* _Entries from a dataset_
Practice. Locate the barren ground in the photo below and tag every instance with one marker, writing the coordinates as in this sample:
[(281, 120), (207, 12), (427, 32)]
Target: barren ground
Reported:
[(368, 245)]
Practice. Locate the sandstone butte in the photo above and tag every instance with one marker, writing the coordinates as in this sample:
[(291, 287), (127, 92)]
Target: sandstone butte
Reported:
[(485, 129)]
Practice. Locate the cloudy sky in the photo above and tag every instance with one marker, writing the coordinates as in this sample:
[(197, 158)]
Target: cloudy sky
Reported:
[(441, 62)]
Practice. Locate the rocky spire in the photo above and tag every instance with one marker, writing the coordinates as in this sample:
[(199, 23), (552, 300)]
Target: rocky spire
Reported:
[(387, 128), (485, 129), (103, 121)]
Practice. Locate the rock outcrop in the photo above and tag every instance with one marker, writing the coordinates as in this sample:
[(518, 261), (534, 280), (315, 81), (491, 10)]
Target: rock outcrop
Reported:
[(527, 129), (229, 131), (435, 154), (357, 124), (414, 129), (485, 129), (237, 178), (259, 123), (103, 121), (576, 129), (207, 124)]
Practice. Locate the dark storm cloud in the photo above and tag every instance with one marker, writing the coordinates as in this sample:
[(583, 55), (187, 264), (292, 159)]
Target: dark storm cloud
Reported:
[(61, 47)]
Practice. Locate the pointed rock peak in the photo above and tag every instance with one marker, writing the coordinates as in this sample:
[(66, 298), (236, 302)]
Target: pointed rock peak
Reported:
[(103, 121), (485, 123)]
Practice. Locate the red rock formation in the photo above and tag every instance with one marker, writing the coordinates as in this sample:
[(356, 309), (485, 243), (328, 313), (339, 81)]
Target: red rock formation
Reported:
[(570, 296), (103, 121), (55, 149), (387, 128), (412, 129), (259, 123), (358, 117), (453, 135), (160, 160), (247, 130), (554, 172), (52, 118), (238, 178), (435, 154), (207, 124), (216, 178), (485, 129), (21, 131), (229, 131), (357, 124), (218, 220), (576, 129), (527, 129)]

---

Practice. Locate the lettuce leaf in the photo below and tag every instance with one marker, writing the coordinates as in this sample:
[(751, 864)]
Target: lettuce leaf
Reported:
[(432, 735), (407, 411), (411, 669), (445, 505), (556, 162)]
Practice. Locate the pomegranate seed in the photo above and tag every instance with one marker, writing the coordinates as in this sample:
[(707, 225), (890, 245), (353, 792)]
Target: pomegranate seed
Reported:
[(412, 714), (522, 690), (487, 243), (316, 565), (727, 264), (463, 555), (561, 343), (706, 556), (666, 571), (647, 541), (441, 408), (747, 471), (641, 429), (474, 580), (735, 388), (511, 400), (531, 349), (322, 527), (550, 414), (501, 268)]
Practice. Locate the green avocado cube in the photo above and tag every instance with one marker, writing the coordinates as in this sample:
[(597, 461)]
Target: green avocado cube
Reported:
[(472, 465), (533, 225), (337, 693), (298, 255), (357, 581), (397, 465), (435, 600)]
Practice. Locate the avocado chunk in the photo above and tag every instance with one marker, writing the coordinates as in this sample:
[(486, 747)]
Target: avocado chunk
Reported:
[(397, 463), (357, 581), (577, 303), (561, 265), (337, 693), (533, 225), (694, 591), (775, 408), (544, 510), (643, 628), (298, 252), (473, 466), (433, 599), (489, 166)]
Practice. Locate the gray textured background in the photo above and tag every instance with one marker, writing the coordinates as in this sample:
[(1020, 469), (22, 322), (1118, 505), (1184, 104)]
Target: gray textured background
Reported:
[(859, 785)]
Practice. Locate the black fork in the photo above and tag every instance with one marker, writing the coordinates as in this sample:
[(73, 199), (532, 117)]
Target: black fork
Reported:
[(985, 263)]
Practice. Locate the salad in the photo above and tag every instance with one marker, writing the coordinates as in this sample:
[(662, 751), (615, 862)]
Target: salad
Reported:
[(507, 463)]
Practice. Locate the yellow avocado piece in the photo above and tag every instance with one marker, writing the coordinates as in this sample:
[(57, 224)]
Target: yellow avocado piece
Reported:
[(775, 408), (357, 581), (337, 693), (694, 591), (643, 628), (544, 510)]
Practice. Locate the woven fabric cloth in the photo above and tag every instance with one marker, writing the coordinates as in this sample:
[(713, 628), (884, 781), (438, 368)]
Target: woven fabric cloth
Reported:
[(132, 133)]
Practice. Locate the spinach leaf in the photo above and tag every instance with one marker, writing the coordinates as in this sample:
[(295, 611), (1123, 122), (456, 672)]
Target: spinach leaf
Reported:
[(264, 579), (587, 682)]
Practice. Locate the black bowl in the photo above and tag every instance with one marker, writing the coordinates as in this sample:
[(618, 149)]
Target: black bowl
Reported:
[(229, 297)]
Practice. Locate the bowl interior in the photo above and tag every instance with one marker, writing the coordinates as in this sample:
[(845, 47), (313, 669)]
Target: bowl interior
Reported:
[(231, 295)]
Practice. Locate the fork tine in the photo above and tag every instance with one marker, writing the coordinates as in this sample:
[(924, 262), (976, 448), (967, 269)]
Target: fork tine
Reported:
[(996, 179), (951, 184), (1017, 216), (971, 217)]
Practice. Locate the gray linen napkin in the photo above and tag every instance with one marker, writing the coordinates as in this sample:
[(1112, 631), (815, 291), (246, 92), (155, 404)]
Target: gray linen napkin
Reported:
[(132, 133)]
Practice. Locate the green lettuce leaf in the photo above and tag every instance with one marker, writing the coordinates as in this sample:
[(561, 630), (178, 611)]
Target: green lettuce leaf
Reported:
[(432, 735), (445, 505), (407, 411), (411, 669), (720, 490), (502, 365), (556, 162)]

--

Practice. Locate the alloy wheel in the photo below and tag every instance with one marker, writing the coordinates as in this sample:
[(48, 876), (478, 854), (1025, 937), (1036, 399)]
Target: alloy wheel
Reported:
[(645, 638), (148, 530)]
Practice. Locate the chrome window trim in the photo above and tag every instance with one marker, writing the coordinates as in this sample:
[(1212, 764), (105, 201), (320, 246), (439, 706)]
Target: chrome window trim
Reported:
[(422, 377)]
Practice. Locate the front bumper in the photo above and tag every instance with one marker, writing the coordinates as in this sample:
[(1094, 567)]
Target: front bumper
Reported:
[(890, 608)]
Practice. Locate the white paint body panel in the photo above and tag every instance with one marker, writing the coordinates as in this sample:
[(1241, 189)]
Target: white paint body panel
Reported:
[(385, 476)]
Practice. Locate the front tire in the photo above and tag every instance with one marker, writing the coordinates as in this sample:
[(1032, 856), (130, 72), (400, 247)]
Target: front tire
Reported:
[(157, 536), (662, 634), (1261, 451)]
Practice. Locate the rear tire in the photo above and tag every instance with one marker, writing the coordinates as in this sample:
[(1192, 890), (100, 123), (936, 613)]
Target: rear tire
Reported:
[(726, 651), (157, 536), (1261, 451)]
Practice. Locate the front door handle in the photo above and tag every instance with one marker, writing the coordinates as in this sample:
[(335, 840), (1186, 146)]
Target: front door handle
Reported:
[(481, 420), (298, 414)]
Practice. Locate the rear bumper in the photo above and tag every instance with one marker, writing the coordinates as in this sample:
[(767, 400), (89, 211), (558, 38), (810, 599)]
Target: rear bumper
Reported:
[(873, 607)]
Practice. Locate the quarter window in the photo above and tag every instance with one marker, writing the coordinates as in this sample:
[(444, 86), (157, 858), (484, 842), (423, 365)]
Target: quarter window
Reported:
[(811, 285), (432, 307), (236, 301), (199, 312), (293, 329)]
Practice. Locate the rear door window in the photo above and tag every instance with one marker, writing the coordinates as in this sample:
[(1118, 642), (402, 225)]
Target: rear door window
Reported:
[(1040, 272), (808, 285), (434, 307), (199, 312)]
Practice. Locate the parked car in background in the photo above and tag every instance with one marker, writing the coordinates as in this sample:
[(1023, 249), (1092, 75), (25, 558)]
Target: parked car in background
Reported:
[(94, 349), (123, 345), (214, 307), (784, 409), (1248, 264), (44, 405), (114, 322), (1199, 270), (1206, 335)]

* _Your objective_
Convert the items above into a numbered list, covering only the lines from the one containing "Practice. Locate the barren" through the one containing "[(103, 121), (485, 123)]", both included, and omit any blank lines.

* _Answer_
1. Practice. Locate the barren ground in the photo below and tag every instance with one marker, writing the coordinates as in this sample:
2. [(281, 120), (207, 12), (427, 32)]
3. Target: barren ground
4. Reported:
5. [(368, 245)]
6. Practice. Locate the sandstone butte in the photo above and tag every instance with one marker, writing the coordinates as in this sample:
7. [(291, 287), (127, 92)]
8. Target: sandstone butte
9. Reported:
10. [(485, 129)]
11. Practice. Locate the cloudy sky in the photo above and tag every instance with one marker, writing the coordinates as in this sample:
12. [(197, 158)]
13. Target: cloudy sky
14. Reported:
15. [(441, 62)]
16. Practice. Locate the rocky spire in the photo above and tag every instance with one marker, writing the coordinates as in this sample:
17. [(199, 23), (552, 300)]
18. Target: rocky spire
19. Reported:
20. [(387, 128), (485, 129), (103, 121)]
21. Practice. Locate the rock outcrop in the photo above and tag every instance with one marker, writing the coordinates as in this sample:
22. [(518, 261), (534, 280), (315, 81), (491, 10)]
23. Target: rock outcrop
24. Reported:
25. [(527, 129), (229, 131), (435, 154), (357, 124), (414, 129), (485, 129), (237, 178), (259, 123), (103, 121), (576, 129), (207, 124)]
26. Practice. Locate the dark storm cloud in the photo above and tag every instance with one marker, writing the coordinates as in this sample:
27. [(583, 55), (187, 264), (292, 159)]
28. Target: dark storm cloud
29. Reported:
30. [(61, 47)]
31. Practice. Locate the pointed rock peak in the photo above and tag every instance with one marker, writing the coordinates as in this sample:
32. [(66, 298), (236, 302)]
33. Target: pointed rock peak
34. Reported:
35. [(103, 121), (485, 123)]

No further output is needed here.